--- Article ---
What we are doing here is **compiling** a pattern and then calling the `split` method



In [9]:
regex = re.compile('\s+')
regex.split(text)

['foo', 'bar', 'baz', 'qux']

In [10]:
regex.findall(text)

['     ', '\t ', ' \t']

Creating a regex object with `re.compile` is highly recommended if you intend to
apply the same expression to many strings.



### A less trivial example



In [26]:
text = """Dave dave@google.com
Steve steve@gmail.com
Rob rob@gmail.com
Ryan ryan@yahoo.com
"""
pattern = r'[A-Z0-9._%+-]+@[A-Z0-9.-]+\.[A-Z]{2,4}'
regex = re.compile(pattern, flags=re.IGNORECASE)
regex

re.compile(r'[A-Z0-9._%+-]+@[A-Z0-9.-]+\.[A-Z]{2,4}', re.IGNORECASE|re.UNICODE)

`findall` returns all matches



In [27]:
regex.findall(text)

['dave@google.com', 'steve@gmail.com', 'rob@gmail.com', 'ryan@yahoo.com']

`search` returns a match object, and `match` returns the same object only if the match occurs at the start of the string

Try it out!



In [24]:
re.split('b|r', text)
re.compile('fo').match(text)

<re.Match object; span=(0, 2), match='fo'>

`sub` will return a new string with occurrences of the pattern replaced



In [28]:
print(regex.sub('REDACTED', text))

--- Data listing ---
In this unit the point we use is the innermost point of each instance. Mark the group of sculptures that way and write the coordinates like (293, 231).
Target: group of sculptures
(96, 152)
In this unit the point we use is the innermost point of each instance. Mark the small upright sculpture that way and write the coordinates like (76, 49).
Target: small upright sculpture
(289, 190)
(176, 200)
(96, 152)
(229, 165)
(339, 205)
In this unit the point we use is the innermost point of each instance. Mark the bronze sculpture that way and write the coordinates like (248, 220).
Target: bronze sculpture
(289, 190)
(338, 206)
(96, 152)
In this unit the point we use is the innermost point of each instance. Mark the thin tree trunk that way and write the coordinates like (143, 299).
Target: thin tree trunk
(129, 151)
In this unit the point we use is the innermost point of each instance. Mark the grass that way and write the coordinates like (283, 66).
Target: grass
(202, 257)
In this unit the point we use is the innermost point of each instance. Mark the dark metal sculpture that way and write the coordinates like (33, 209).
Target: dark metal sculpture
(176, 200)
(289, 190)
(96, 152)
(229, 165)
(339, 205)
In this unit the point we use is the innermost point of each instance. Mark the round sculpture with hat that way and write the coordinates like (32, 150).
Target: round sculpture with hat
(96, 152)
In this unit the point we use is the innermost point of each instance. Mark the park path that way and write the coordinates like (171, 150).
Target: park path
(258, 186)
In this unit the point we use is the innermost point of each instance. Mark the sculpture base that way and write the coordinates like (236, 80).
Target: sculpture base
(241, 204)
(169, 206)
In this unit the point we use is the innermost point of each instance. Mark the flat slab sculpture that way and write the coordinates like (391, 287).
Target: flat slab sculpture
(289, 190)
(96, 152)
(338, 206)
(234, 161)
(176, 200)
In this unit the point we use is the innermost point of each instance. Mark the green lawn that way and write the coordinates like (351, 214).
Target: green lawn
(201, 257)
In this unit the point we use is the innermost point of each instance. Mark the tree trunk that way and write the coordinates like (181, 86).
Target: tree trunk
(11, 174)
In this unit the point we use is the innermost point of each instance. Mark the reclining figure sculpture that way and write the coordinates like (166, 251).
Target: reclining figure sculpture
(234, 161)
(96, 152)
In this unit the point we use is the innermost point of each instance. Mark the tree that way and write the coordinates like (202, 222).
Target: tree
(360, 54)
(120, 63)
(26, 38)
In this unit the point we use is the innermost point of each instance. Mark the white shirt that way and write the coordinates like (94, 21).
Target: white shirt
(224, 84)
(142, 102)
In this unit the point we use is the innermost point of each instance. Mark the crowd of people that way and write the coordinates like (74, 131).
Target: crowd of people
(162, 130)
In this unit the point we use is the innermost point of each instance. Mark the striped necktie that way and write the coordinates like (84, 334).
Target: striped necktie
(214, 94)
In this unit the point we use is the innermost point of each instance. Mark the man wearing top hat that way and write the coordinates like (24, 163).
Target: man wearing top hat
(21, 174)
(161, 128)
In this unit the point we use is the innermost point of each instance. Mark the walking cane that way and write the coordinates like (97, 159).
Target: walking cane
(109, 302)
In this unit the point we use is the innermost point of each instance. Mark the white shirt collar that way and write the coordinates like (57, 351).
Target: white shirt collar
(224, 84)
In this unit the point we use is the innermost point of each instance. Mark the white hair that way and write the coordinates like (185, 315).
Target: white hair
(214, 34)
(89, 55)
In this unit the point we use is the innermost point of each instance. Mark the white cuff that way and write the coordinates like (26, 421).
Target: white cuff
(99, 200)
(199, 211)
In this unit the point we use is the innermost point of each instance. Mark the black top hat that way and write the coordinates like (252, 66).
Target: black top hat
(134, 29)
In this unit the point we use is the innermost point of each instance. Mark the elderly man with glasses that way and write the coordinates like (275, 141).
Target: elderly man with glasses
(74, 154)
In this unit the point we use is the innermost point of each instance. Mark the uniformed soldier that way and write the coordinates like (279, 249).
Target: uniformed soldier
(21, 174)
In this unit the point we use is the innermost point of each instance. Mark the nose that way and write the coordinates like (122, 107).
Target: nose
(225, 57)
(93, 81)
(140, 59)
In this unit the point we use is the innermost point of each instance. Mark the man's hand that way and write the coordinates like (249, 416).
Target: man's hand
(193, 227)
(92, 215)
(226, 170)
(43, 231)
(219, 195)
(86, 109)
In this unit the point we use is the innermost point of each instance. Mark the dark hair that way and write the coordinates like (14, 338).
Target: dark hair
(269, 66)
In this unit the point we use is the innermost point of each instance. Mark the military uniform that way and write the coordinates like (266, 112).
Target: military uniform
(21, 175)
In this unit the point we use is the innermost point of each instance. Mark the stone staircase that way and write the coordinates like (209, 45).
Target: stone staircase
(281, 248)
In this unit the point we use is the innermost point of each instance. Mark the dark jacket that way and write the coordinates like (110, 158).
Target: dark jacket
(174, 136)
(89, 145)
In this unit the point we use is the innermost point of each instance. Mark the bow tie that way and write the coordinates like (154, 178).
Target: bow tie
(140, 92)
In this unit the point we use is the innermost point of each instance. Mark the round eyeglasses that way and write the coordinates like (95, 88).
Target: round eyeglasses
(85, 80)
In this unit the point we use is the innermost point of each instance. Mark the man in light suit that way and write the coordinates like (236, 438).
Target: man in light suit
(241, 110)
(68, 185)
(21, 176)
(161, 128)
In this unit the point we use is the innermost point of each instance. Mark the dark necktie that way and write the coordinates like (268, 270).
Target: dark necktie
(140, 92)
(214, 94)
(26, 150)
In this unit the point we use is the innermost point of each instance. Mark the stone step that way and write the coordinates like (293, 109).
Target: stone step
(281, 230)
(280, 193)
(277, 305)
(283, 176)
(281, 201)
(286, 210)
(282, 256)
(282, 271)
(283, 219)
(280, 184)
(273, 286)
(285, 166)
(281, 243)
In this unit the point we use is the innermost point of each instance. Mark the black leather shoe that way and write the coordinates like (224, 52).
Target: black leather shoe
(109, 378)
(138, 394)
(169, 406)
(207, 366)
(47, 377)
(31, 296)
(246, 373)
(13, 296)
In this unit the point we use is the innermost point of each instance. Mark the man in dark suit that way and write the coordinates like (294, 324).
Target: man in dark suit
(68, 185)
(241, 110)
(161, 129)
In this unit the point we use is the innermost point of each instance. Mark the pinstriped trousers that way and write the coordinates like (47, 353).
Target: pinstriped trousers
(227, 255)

--- Work to complete ---
1. Can you quote the regular expressions tutorial word for word, starting at "### A less trivial" and ending at "regex = re.compile(pattern, flags=re.IGNORECASE)"?
2. How would the regular expressions tutorial go on from its last line? Write the next part.

--- Answers below ---
1.
### A less trivial example



In [26]:
text = """Dave dave@google.com
Steve steve@gmail.com
Rob rob@gmail.com
Ryan ryan@yahoo.com
"""
pattern = r'[A-Z0-9._%+-]+@[A-Z0-9.-]+\.[A-Z]{2,4}'
regex = re.compile(pattern, flags=re.IGNORECASE)

2.
Dave REDACTED
Steve REDACTED
Rob REDACTED
Ryan REDACTED



-   Suppose you wanted to find email addresses and simultaneously segment each address into its three components: username, domain name, and domain suffix
-   To do this, put parentheses around the parts of the pattern to segment



In [29]:
pattern = r'([A-Z0-9._%+-]+)@([A-Z0-9.-]+)\.([A-Z]{2,4})'
regex = re.compile(pattern, flags=re.IGNORECASE)
regex.findall(text)

[('dave', 'google', 'com'),
 ('steve', 'gmail', 'com'),
 ('rob', 'gmail', 'com'),
 ('ryan', 'yahoo', 'com')]

`sub` also has access to the groups matched



In [30]:
print(regex.sub(r'Username: \1, Domain: \2, Suffix: \3', text))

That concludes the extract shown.